### Tujuan
Lanjutkan teks tentang pemilih dan partai politik di Jawa Barat, dimulai setelah kalimat terakhirnya.

### Halaman
######

Yang menyebabkan ini terjadi, kata Saiful, bukan karena partainya. Partai, menurut dia, lebih sebagai suprastruktur, sementara infrastrukturnya adalah pemilih. Apa yang terjadi pada partai tergantung pada pemilih. Karena itu, munculnya keragaman partai di Jawa Barat adalah cerminan dari realitas pemilih di Jawa Barat itu sendiri.
“Bukan karena partainya banyak kemudian pilihan warganya jadi banyak. Namun yang terjadi adalah karena beragamnya pemilih, maka muncul partai. Setiap ada partai baru, warga Jawa Barat memberi kesempatan untuk mendapatkan suara. Ini yang menyebabkan terjadinya polarisasi kekuatan partai politik di Jawa Barat. Ini berbeda, misalnya, dengan Jawa Tengah. Di Jawa Tengah, partai yang bertarung sedikit, karena PDI Perjuangan sangat dominan. Di Bali juga seperti itu,” jelas penulis buku Muslim Demokrat tersebut.
Di Jawa Barat, lanjut Saiful, untuk pemilihan presiden, partai tidak begitu penting. Yang terpenting adalah calonnya, dalam hal ini Prabowo Subianto. Pada Pemilu 2019, partai pendukung Prabowo lebih sedikit dibanding partai-partai pendukung Jokowi. Berbeda dengan Pilpres 2014, di mana partai pendukung Prabowo lebih banyak dibanding Jokowi.
“Partainya bisa jadi memilih calon A,“ namun pilihan tetap menjadi hak prerogatif saya, ”kata orang Jawa Barat,” jelas Saiful.
Walaupun PDI Perjuangan cukup besar, lanjut Saiful, namun hanya sendirian. Partai seperti PPP yang sudah mendukung Ganjar, namun di tingkat massa, belum tentu partai ini memilih Ganjar.
Saiful menilai partai begitu lemah di mata pemilih Jawa Barat. Partai tidak cukup menjembatani antara pemilih dengan calon presiden. Harapannya partai menjadi semacam penghubung antara pemilih dengan calon presiden. Namun dalam konteks Jawa Barat dan mungkin secara umum di Indonesia, hal tersebut tidak terjadi. Publik langsung punya sikap sendiri terhadap calon presiden.
Bagaimana dengan persaingan calon presiden? Dalam survei SMRC 31 Juli – 11 Agustus 2023, Ganjar dipilih 31 persen, Prabowo 57 persen. Angka ini tidak mengalami perubahan dalam tiga kali survei terakhir (Mei, Juli, dan Juli-Agustus 2023). Ada fluktuasi suara, namun secara umum Prabowo di atas Ganjar.

######

### Materi yang Disediakan
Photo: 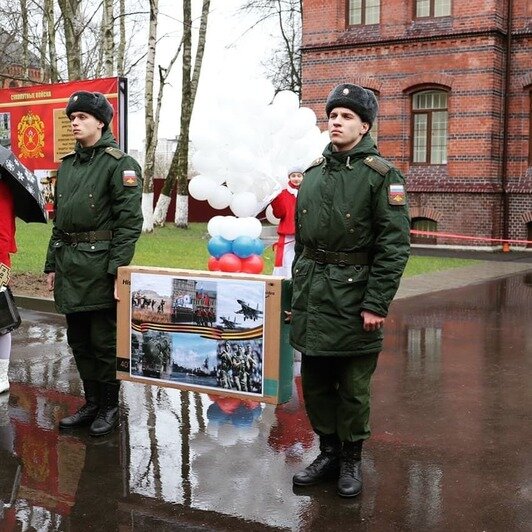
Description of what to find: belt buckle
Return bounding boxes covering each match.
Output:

######

### Jawaban Tertulis
Fakta ini, menurut Saiful, menjadi tantangan yang sangat kuat bagi Ganjar. Kalau Ganjar ingin menang, dia tidak boleh kalah terlalu banyak di Jawa Barat. Karena kalau selisihnya, misalnya 30 persen, itu akan terlalu berat untuk Ganjar menang secara nasional.
“Walaupun Ganjar unggul di provinsi lain, namun jika ia kalah terlalu jomplang di Jawa Barat, hasil akhirnya secara nasional akan memperberat Ganjar berhadapan dengan Prabowo,” jelasnya.
Saiful menjelaskan mengapa simulasi yang dimunculkan hanya dua nama, karena dalam hasil hampir semua survei opini publik, ada kecenderungan yang paling kompetitif adalah dua nama tersebut, Ganjar dan Prabowo. Karena itu, dua nama tersebut yang paling berpotensi bertarung di putaran kedua. Dan sekarang, Prabowo masih unggul di Jawa Barat melawan Ganjar.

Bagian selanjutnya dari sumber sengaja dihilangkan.